What you have to do
Please quote the material exactly, every line of it.

>> BEGIN Excerpted records

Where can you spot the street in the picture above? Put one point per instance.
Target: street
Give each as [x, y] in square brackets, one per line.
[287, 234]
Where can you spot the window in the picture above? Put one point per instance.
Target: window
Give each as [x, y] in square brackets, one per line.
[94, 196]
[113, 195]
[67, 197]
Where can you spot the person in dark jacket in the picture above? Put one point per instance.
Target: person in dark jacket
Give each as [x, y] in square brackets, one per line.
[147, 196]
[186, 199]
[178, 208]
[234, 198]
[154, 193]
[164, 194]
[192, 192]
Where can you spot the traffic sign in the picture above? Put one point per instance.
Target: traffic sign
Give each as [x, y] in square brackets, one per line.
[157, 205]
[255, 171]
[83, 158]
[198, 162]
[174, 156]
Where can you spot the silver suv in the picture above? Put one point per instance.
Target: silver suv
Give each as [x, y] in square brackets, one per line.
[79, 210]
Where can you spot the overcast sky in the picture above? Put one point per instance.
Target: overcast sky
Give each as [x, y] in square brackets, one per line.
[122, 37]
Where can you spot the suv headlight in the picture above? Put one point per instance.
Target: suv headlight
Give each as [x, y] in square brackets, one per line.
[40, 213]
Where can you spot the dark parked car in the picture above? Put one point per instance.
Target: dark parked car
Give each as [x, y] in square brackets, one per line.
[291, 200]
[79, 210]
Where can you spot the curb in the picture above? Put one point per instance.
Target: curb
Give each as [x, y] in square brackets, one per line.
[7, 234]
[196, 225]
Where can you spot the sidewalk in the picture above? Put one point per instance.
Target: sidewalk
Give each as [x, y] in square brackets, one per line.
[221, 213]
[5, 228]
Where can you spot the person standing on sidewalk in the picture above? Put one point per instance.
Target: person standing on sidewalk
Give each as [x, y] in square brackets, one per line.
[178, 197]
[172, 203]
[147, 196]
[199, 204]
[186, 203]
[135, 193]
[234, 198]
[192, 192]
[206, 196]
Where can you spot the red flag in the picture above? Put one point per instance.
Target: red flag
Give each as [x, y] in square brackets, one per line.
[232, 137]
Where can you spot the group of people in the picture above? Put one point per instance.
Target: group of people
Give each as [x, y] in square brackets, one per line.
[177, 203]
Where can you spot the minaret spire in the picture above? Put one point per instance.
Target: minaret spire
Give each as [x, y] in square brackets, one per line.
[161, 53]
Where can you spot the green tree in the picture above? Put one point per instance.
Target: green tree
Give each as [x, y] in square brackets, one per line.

>> END Excerpted records

Written solution
Where can you spot the street in the picture above? Put one point per instance.
Target: street
Give each as [x, y] in square brackets, one per line.
[287, 234]
Where can you spot the window in the picture above? Put one point per instance.
Target: window
Give each as [x, y] in square brackets, one per line.
[94, 196]
[113, 195]
[67, 197]
Where can you spot the person in dark jacket in the picture above? Put one point per instance.
Target: person in dark jacket
Give each as [x, y] in square brackets, one per line.
[147, 196]
[186, 199]
[178, 208]
[234, 198]
[154, 193]
[164, 194]
[192, 192]
Where can you spot the traffic sign in the picture above? Put one point per instance.
Target: traffic sign
Give each as [x, y] in square brackets, one per line.
[157, 205]
[255, 171]
[83, 158]
[198, 162]
[174, 156]
Where can you spot the silver suv in the picture above? Put one point per instance.
Target: silver suv
Give each as [x, y] in square brackets, one per line.
[79, 210]
Where can you spot the overcast sky in the picture above? Put one point per instance.
Target: overcast sky
Give each as [x, y] in square brackets, one per line.
[122, 37]
Where can you spot the suv headlight in the picture above? Put one point per instance.
Target: suv headlight
Give each as [x, y] in square brackets, one per line.
[40, 213]
Where can you spot the dark parked car in the picture above? Put one point per instance.
Target: dark parked car
Give each as [x, y] in square brackets, one per line.
[291, 200]
[79, 210]
Where can you spot the curb in the picture above? Put one point per instance.
Target: curb
Give each as [x, y] in square brackets, one per line.
[7, 234]
[196, 225]
Where can you spot the sidewalk in the picture above? Put one point per instance.
Target: sidewalk
Give each as [x, y] in square brackets, one per line.
[221, 213]
[5, 228]
Where can you spot the person standing on sidewalk in the picture above? Put one point per instance.
Target: person standing on sidewalk
Give each as [x, y] in square brackets, one per line.
[178, 197]
[172, 203]
[147, 196]
[199, 204]
[186, 203]
[135, 193]
[234, 198]
[192, 192]
[206, 196]
Where can you spot the red flag in the picture above? Put one point per instance.
Target: red flag
Give each as [x, y] in square brackets, one per line.
[232, 137]
Where can you spot the group of people in the picture above? Put one point per instance.
Target: group of people
Give each as [x, y] in square brackets, one per line.
[177, 203]
Where can you spot the minaret spire in the picture above? Put one point per instance.
Target: minaret spire
Give each as [x, y] in square brackets, one per line.
[161, 53]
Where can you spot the green tree in the picture above? Put one point per instance.
Target: green tree
Give each as [x, y] in square brackets, one per line.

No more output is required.